**AIM OF THE TASK:** Please rewrite all the entries below with every "Detected" replaced by "Located" and nothing else changed. Leave out the pictures.

(begin)

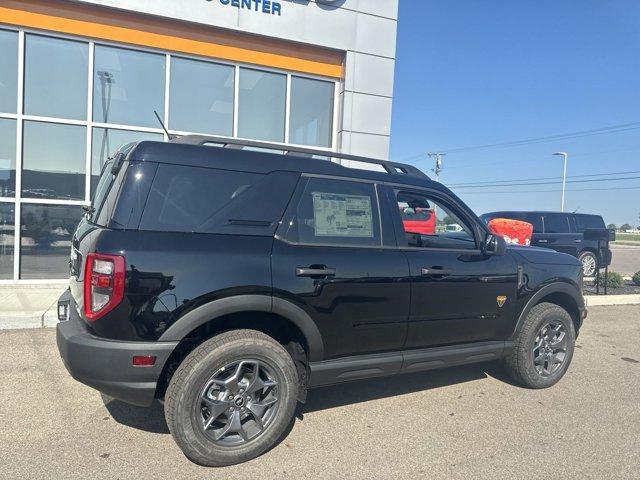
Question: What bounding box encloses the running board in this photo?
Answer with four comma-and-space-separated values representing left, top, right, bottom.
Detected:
309, 342, 512, 388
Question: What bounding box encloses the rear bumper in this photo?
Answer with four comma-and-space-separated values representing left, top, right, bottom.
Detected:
56, 298, 178, 406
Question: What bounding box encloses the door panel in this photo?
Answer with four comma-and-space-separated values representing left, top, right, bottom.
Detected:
536, 213, 582, 257
272, 240, 410, 358
405, 250, 517, 348
384, 188, 517, 348
272, 177, 411, 359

(end)

**ANSWER TO THE TASK:**
Question: What bounding box encloses the running board in this photo?
Answer with four comma-and-space-separated values representing left, top, right, bottom.
Located:
309, 342, 512, 388
Question: What bounding box encloses the rear bumper in this photo?
Answer with four comma-and-space-separated values representing left, top, right, bottom.
Located:
56, 298, 178, 406
Question: What bounding box encloses the door panel in this photo?
Answer with four comma-and-space-separated values representing left, top, right, bottom.
Located:
536, 213, 582, 257
272, 240, 410, 358
405, 250, 517, 348
384, 188, 517, 348
272, 177, 411, 359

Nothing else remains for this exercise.